* **The task**
What you return should match the data below exactly, with no pictures in it.

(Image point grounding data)
== == ==

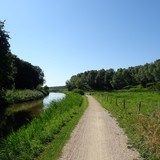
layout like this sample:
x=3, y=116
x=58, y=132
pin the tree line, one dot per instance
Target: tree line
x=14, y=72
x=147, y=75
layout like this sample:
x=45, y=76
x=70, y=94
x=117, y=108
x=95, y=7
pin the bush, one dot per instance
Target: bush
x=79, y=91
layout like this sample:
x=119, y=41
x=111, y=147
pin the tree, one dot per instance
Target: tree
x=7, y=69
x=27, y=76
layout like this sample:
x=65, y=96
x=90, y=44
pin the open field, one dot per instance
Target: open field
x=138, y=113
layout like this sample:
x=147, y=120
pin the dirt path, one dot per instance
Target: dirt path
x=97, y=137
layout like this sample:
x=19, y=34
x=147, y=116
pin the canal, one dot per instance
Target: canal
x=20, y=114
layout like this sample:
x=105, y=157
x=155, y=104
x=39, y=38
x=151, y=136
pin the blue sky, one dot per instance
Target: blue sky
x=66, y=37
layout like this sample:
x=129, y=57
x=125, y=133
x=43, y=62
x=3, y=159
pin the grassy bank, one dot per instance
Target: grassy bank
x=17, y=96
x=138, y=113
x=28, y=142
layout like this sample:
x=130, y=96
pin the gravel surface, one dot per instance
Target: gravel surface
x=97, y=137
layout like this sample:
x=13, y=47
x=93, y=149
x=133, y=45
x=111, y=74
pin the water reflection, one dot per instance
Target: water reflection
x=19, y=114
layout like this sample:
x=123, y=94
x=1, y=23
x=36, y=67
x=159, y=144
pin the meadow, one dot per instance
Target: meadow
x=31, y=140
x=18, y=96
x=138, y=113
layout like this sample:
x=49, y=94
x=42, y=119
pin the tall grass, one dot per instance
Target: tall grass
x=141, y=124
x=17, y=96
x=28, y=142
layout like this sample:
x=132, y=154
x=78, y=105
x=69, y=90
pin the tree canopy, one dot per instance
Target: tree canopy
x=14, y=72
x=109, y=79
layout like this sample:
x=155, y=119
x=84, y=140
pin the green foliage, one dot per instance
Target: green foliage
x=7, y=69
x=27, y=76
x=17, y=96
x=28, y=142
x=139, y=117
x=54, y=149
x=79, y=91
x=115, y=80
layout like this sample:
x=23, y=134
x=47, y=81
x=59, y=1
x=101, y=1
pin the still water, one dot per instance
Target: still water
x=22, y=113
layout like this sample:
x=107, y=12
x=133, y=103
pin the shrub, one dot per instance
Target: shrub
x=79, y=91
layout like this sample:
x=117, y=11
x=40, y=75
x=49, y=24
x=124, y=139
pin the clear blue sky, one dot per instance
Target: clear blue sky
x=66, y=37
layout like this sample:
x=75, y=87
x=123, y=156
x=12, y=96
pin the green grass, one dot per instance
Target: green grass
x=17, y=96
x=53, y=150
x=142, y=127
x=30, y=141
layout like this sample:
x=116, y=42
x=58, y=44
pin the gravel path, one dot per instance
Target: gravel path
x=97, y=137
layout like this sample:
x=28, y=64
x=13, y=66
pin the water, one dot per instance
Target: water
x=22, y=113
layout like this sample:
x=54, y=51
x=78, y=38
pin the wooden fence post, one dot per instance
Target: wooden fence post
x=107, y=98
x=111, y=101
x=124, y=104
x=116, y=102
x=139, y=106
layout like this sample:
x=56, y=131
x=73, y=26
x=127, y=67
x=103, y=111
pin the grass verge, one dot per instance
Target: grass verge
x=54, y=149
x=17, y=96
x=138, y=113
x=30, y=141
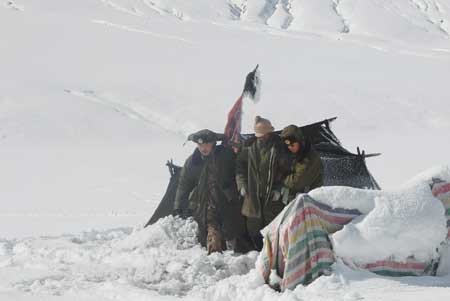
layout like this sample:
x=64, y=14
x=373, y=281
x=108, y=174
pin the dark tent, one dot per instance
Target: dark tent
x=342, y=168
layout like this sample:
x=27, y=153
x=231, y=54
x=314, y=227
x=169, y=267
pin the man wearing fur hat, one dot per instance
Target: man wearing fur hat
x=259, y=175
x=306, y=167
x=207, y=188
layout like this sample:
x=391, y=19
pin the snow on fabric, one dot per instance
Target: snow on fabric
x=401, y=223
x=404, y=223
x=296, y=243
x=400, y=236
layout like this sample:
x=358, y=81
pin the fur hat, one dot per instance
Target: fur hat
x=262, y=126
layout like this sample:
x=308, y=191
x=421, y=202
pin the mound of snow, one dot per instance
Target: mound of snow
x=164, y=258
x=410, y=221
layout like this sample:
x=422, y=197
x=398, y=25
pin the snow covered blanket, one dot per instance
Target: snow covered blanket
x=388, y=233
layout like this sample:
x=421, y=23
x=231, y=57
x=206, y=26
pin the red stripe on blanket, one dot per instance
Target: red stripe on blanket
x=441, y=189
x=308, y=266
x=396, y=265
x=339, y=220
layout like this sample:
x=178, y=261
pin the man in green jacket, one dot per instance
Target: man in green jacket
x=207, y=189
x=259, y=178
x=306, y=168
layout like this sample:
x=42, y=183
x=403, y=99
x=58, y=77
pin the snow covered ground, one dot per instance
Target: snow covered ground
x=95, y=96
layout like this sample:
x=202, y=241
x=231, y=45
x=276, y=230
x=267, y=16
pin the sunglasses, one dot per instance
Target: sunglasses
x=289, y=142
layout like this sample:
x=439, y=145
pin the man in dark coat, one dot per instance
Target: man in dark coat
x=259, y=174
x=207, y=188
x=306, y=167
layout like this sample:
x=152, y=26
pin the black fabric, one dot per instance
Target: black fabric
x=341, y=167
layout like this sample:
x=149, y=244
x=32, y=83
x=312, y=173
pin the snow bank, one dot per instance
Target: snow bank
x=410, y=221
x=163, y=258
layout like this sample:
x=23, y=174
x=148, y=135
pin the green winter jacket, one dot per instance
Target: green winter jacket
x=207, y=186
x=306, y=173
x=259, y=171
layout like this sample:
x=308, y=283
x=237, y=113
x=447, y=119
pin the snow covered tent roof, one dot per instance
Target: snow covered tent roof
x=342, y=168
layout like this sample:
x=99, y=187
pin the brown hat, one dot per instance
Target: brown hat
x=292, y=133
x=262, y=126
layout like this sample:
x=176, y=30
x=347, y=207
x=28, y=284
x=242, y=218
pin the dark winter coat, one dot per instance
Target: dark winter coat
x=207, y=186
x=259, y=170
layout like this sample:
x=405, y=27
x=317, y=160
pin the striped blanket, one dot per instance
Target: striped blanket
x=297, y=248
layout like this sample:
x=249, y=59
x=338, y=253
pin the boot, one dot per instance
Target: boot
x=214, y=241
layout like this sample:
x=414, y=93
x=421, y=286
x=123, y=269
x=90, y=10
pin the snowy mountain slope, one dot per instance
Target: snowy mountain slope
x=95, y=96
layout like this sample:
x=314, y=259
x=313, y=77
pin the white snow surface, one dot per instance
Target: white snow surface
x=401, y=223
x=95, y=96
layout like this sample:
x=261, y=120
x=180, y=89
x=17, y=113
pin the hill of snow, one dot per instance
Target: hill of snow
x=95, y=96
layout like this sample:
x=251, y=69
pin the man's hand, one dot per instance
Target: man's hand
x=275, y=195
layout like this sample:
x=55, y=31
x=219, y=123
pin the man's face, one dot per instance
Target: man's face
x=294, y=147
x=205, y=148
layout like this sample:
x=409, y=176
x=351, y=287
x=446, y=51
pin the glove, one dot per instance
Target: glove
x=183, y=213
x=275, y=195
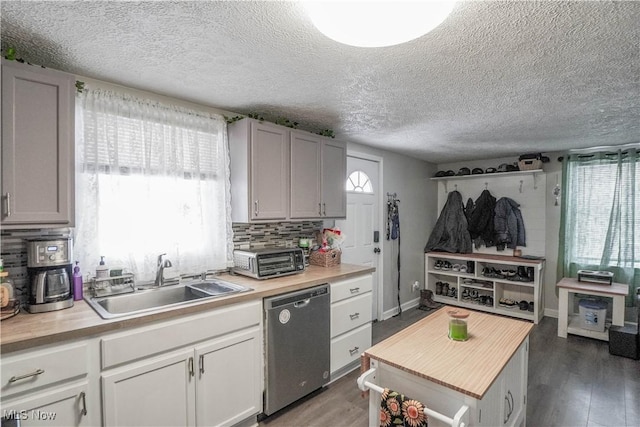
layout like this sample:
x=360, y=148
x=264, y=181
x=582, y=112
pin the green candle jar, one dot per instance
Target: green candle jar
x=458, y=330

== == ==

* **Output of the exercise**
layout like this sample:
x=3, y=116
x=58, y=132
pin the tree line, one dot per instance
Target: tree line
x=14, y=72
x=147, y=75
layout like this sample:
x=45, y=76
x=70, y=94
x=117, y=108
x=95, y=7
pin the bush, one dot per instance
Target: bush
x=79, y=91
layout like this sample:
x=119, y=41
x=111, y=147
pin the tree, one dot per instance
Target: tree
x=7, y=69
x=27, y=76
layout like this sample:
x=65, y=96
x=90, y=44
pin the open field, one dot per instance
Target: open field
x=138, y=113
layout like this sample:
x=147, y=120
pin the dirt path, one dot per instance
Target: dirt path
x=97, y=137
layout like this sample:
x=19, y=34
x=147, y=116
pin the canal, one dot per instance
Target: canal
x=20, y=114
layout like this sample:
x=105, y=157
x=155, y=104
x=39, y=38
x=151, y=136
pin the blue sky, one dot per instance
Target: blue sky
x=66, y=37
layout like this sample:
x=129, y=57
x=125, y=133
x=43, y=62
x=3, y=159
pin the grassy bank, one dot per instance
Target: grassy bank
x=17, y=96
x=138, y=113
x=28, y=142
layout like this sample:
x=130, y=96
pin the gravel surface, one dot per instance
Target: gravel surface
x=97, y=137
layout like this sample:
x=13, y=47
x=93, y=149
x=133, y=45
x=111, y=74
pin the water reflection, one dot per instance
Target: water reflection
x=19, y=114
layout like this sample:
x=123, y=94
x=1, y=23
x=36, y=67
x=159, y=144
pin the meadow, one dot per instance
Target: meadow
x=31, y=140
x=18, y=96
x=138, y=113
layout like this sample:
x=49, y=94
x=42, y=119
pin the tall grass, one dot per instance
Target: tall grass
x=141, y=124
x=17, y=96
x=28, y=142
layout like this sample:
x=132, y=154
x=78, y=105
x=69, y=90
pin the tree canopy, one dot per instance
Target: tree canopy
x=14, y=72
x=109, y=79
layout like this sample:
x=155, y=119
x=84, y=140
pin the green foliage, one dot per instance
Target: green foliage
x=7, y=69
x=27, y=76
x=17, y=96
x=28, y=142
x=139, y=117
x=54, y=149
x=79, y=91
x=115, y=80
layout like this sample:
x=23, y=134
x=47, y=81
x=59, y=1
x=101, y=1
pin the still water, one dot per instance
Target: still water
x=22, y=113
layout like this sample:
x=107, y=12
x=133, y=103
pin the shrub, one dot per instance
Target: shrub
x=79, y=91
layout like this sample:
x=117, y=11
x=40, y=75
x=49, y=24
x=124, y=139
pin the clear blue sky, one dot per instance
Target: clear blue sky
x=66, y=37
layout like this sample:
x=75, y=87
x=123, y=156
x=12, y=96
pin the green grass, one dot per instance
Target: green grass
x=17, y=96
x=53, y=150
x=142, y=127
x=30, y=141
layout like this sample:
x=116, y=42
x=58, y=44
pin the gravel path, one dot per instance
Target: gravel path
x=97, y=137
layout like this sample:
x=28, y=64
x=13, y=66
pin the water, one dot per instance
Target: water
x=22, y=113
layout like this sample:
x=54, y=51
x=78, y=38
pin the wooden fence post, one dot per instance
Target: wooden fence post
x=107, y=98
x=111, y=101
x=124, y=104
x=116, y=102
x=139, y=106
layout like this sample:
x=56, y=131
x=73, y=26
x=127, y=67
x=103, y=111
pin the grass verge, one dot per instance
Target: grass verge
x=54, y=149
x=17, y=96
x=138, y=113
x=30, y=141
layout like this sample:
x=64, y=14
x=373, y=281
x=108, y=174
pin the dark tent, one dot per instance
Target: dark tent
x=342, y=168
layout like this sample:
x=27, y=153
x=231, y=54
x=314, y=227
x=169, y=267
pin the man wearing fur hat, one dot per instance
Target: man wearing fur hat
x=259, y=175
x=306, y=167
x=207, y=188
layout like this sample:
x=391, y=19
pin the snow on fabric, one dot per instance
Target: snow on fabric
x=401, y=223
x=404, y=223
x=296, y=243
x=400, y=236
layout like this sample:
x=358, y=81
pin the fur hat, one dot per instance
Target: fur hat
x=262, y=126
layout like this sample:
x=308, y=191
x=421, y=202
pin the mound of snow, one dot per instance
Target: mound of snow
x=164, y=258
x=410, y=221
layout like this sample:
x=422, y=197
x=398, y=25
pin the snow covered blanket, one dot per instance
Target: snow covered blanket
x=388, y=233
layout like this sample:
x=421, y=23
x=231, y=57
x=206, y=26
pin the red stripe on blanket, one dot per instance
Target: red stripe on blanket
x=441, y=189
x=308, y=266
x=396, y=265
x=339, y=220
layout like this sample:
x=178, y=261
pin the man in green jacket, one dot per instance
Target: man in green jacket
x=207, y=189
x=259, y=178
x=306, y=168
layout like this sample:
x=42, y=183
x=403, y=99
x=58, y=77
pin the snow covered ground, one dot per instance
Target: snow covered ground
x=95, y=96
layout like this sample:
x=202, y=241
x=231, y=45
x=276, y=230
x=267, y=16
pin the sunglasses, one dot per instance
Target: sunglasses
x=289, y=142
layout like this sample:
x=439, y=145
pin the man in dark coat, one dot per instance
Target: man in dark coat
x=259, y=174
x=207, y=188
x=306, y=167
layout like this sample:
x=152, y=26
pin the black fabric, one dot per instance
Target: black fabric
x=341, y=167
layout like this sample:
x=149, y=244
x=32, y=83
x=312, y=173
pin the snow bank, one dot per instance
Target: snow bank
x=410, y=221
x=163, y=258
layout like this sample:
x=23, y=174
x=148, y=135
pin the green winter jacket, one dot per instance
Target: green winter jacket
x=207, y=186
x=306, y=173
x=259, y=171
layout like this sample:
x=308, y=283
x=237, y=113
x=447, y=119
pin the snow covered tent roof, one dot per instance
Target: snow covered tent roof
x=342, y=168
layout like this sample:
x=99, y=187
pin the brown hat, one dot per instance
Target: brown hat
x=292, y=133
x=262, y=126
layout like this sample:
x=176, y=30
x=347, y=207
x=28, y=284
x=242, y=218
pin the dark winter coat, one dot per instance
Target: dark winter coat
x=207, y=186
x=259, y=170
layout like this sample:
x=405, y=27
x=317, y=160
pin the striped blanket, one dot per instance
Target: striped blanket
x=297, y=248
layout like this sample:
x=249, y=59
x=338, y=253
pin the boot, one dot per instance
Target: boot
x=214, y=241
layout like this sample:
x=414, y=93
x=421, y=286
x=123, y=269
x=90, y=10
pin the snowy mountain slope, one dot per instance
Target: snowy mountain slope
x=95, y=96
layout like this sample:
x=314, y=259
x=313, y=77
pin the white snow surface, one dot per instance
Target: white snow surface
x=401, y=223
x=95, y=96
layout like this sample:
x=261, y=120
x=180, y=89
x=17, y=113
pin the hill of snow, one dot per instance
Target: hill of snow
x=95, y=96
layout like this sample:
x=251, y=69
pin the man's hand, one dot per instance
Target: man's hand
x=275, y=195
layout like this sample:
x=55, y=31
x=219, y=123
pin the man's face, one dot per instance
Target: man's face
x=294, y=147
x=205, y=148
layout like this sample:
x=409, y=176
x=351, y=287
x=446, y=51
pin the glove, one dot per instance
Target: glove
x=183, y=213
x=275, y=195
layout like this sample:
x=360, y=148
x=264, y=181
x=582, y=112
pin the green candle jar, one dot per instance
Target: green candle jar
x=458, y=330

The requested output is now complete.